LIGNES DE DONNÉES:
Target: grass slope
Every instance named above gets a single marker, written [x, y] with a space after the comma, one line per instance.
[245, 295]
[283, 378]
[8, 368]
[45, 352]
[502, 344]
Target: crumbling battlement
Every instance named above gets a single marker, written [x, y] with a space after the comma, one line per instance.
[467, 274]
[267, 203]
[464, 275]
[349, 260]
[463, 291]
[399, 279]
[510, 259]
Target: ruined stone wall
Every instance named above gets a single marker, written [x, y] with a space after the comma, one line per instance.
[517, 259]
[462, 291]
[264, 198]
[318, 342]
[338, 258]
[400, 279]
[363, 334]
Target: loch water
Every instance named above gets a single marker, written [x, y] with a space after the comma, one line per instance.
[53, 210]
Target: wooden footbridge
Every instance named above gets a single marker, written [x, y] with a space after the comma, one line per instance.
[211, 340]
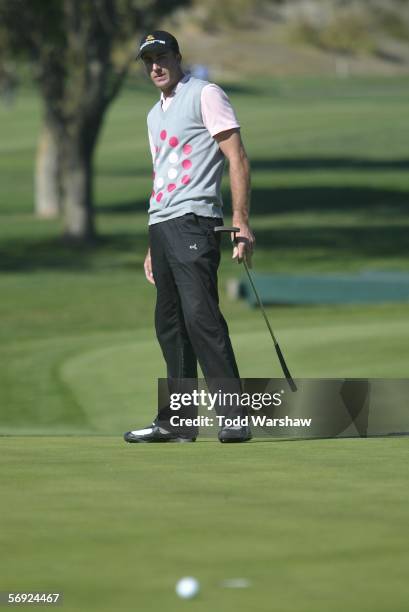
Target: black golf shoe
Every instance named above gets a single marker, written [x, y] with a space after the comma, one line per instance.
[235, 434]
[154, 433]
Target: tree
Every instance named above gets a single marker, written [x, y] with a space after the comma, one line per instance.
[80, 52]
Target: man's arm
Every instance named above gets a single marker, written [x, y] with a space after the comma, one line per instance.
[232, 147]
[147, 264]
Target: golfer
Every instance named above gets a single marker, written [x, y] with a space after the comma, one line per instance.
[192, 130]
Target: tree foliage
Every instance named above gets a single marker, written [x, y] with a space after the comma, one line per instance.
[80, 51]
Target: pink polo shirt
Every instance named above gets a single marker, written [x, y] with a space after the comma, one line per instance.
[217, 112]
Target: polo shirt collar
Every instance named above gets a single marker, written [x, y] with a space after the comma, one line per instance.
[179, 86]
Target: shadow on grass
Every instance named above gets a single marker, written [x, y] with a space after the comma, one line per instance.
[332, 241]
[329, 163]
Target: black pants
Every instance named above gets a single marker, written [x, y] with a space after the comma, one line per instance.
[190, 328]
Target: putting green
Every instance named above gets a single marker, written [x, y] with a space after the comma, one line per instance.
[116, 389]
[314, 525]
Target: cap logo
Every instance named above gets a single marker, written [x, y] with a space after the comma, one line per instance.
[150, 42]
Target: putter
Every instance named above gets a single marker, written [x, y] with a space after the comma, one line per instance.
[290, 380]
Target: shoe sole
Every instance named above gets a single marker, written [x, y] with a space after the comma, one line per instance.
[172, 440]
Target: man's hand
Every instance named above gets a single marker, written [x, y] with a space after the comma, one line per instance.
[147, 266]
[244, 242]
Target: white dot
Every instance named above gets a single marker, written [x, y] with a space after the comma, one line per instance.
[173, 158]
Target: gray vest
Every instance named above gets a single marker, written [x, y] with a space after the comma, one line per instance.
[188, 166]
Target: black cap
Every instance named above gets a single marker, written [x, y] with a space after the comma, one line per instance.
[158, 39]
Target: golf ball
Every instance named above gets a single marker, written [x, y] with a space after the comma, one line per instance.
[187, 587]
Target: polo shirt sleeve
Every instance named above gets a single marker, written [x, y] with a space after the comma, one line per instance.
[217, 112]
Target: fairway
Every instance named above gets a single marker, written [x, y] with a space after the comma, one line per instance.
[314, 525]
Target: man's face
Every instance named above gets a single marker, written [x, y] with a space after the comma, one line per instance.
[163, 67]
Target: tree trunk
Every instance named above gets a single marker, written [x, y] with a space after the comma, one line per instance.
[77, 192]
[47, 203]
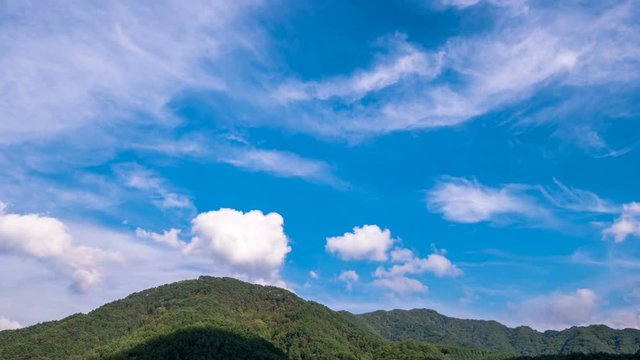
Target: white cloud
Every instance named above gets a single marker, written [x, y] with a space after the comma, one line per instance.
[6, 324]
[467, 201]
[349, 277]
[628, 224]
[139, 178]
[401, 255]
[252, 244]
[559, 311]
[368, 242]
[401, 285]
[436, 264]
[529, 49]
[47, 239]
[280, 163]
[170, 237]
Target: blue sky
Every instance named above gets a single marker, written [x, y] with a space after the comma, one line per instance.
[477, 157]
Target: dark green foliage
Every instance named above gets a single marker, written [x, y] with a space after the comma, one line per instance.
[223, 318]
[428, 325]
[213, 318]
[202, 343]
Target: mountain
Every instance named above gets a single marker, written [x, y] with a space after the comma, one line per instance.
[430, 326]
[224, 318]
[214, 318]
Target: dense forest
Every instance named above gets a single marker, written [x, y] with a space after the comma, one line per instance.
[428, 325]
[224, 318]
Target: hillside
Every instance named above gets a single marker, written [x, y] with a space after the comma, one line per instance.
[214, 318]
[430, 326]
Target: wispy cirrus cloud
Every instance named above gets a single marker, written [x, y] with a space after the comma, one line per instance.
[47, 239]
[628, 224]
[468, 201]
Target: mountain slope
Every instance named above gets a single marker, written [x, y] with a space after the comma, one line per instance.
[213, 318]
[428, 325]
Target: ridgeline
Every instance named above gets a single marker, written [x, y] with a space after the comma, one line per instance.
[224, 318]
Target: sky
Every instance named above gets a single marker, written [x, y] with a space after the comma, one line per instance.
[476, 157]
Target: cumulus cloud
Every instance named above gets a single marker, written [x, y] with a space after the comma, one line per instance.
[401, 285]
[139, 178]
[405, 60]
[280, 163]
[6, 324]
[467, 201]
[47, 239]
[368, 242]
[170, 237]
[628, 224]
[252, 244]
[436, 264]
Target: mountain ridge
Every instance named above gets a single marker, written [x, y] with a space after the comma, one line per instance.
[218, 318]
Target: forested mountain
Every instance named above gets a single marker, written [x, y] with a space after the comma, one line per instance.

--

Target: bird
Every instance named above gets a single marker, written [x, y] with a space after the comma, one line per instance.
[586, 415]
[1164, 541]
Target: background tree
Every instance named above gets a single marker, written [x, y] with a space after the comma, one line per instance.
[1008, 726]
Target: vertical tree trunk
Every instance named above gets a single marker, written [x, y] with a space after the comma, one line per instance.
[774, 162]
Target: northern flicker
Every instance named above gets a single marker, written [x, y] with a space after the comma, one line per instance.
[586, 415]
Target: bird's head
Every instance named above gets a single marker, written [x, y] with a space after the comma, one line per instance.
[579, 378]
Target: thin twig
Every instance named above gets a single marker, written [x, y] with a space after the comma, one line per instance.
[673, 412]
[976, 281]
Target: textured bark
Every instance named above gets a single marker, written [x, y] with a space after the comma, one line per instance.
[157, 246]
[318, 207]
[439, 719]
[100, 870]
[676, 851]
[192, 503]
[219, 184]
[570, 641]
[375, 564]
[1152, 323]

PROBLÈME À TRAITER: Recopiez à l'identique tout ce qui va de la ligne contenant « Target: background tree » jusqu'à celle contenant « [1152, 323] », ces deux lignes incluses.

TÂCHE ACCOMPLIE:
Target: background tree
Every instance named above gets a single marker, written [x, y] with a space after the comma, one line per instance.
[1008, 726]
Target: vertical tree trunk
Every instance named above gets a single marker, written [x, y] with a space after the comma, one line per instance.
[774, 162]
Target: northern flicker
Every instance named above gets a single marker, written [x, y] with a space after the comma, one line per instance.
[586, 415]
Target: bird's head
Every instance named above gets a single marker, written [x, y] with a space after the comma, one line per instance.
[579, 378]
Target: thin twig
Every instance named above gets a single marker, written [x, y] with a space after the comma, one line per instance.
[673, 412]
[976, 281]
Target: textured bark
Every instance named above gets a single marker, written [x, y] with a space after the comma, one line per instance.
[157, 246]
[318, 207]
[439, 719]
[100, 870]
[676, 851]
[192, 503]
[219, 184]
[570, 641]
[375, 564]
[1152, 323]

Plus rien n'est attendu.